PROBLEM DETAILS:
Reproduce word for word the part of the Silent Hill Downpour passage starting with "This clutter syndrome" and going on through "familiarity to achieve.".

SELECTED PASSAGE:
[BEGIN]

I've been playing Silent Hill Downpour and prior to getting the game, during the hype leading up to its release, I remember thinking it looked like it suffered from this syndrome where every area is so full of stuff that you mind glazes over everything. There are no focal points that draw attention because the designers behind the game think that world design means filling, and filling, and filling until every corner is stuffed with clutter. It makes me pine for the 64 days when levels had to have focal points and set pieces because you just couldn’t fill worlds with all that much detail.
This clutter syndrome is something I understood after playing Resident Evil 5, and I expected more of that in Downpour, just unimpressive levels that feel like nothing because there’s no coherence to them, it’s just junk to fill space. But this game is awful, the pure amount of stuff, the darkness, the way your flashlight hardly moves, and the fact that the main character obscures everything, it makes this game unbearable. It’s like you can’t get comfortable with it. It never sits right with you, and all you can do is press forward through it. There’s no familiarity to achieve.

[END]

DATA:

[BEGIN]

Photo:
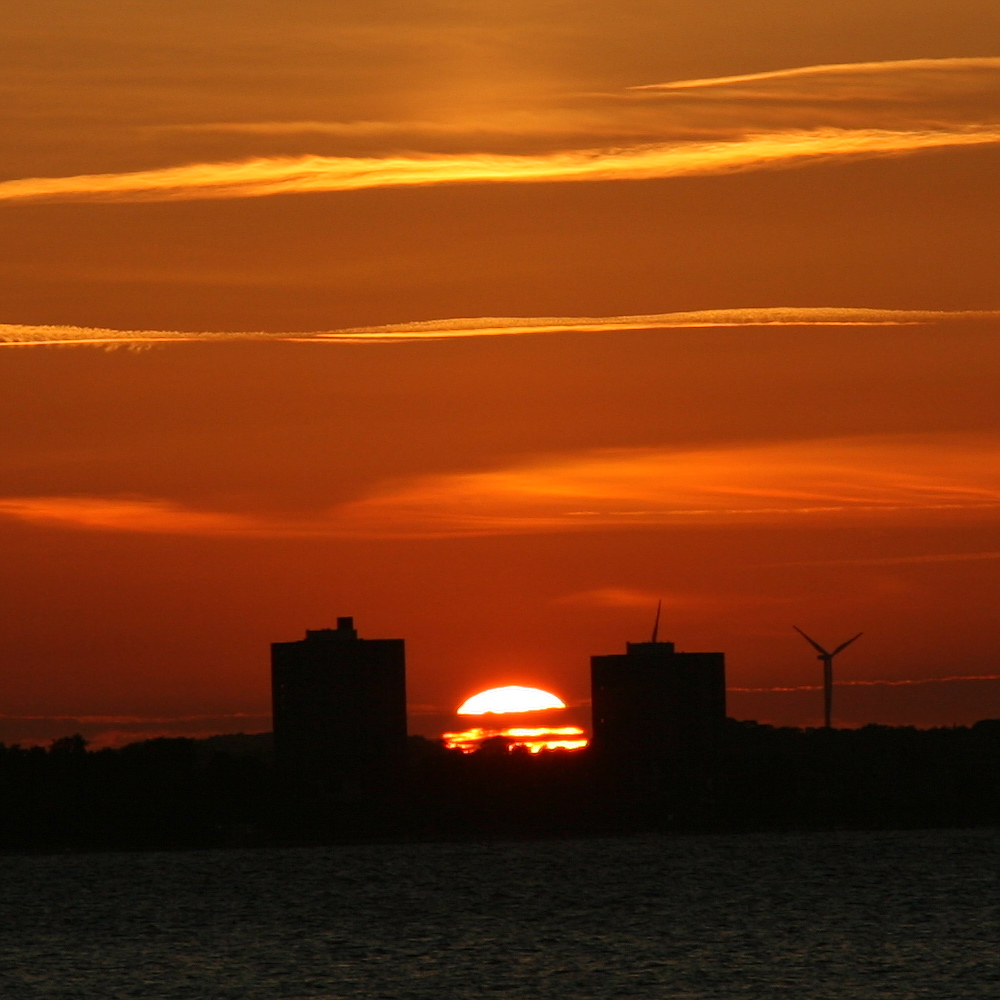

[END]

RESPONSE TO THIS TASK:
This clutter syndrome is something I understood after playing Resident Evil 5, and I expected more of that in Downpour, just unimpressive levels that feel like nothing because there’s no coherence to them, it’s just junk to fill space. But this game is awful, the pure amount of stuff, the darkness, the way your flashlight hardly moves, and the fact that the main character obscures everything, it makes this game unbearable. It’s like you can’t get comfortable with it. It never sits right with you, and all you can do is press forward through it. There’s no familiarity to achieve.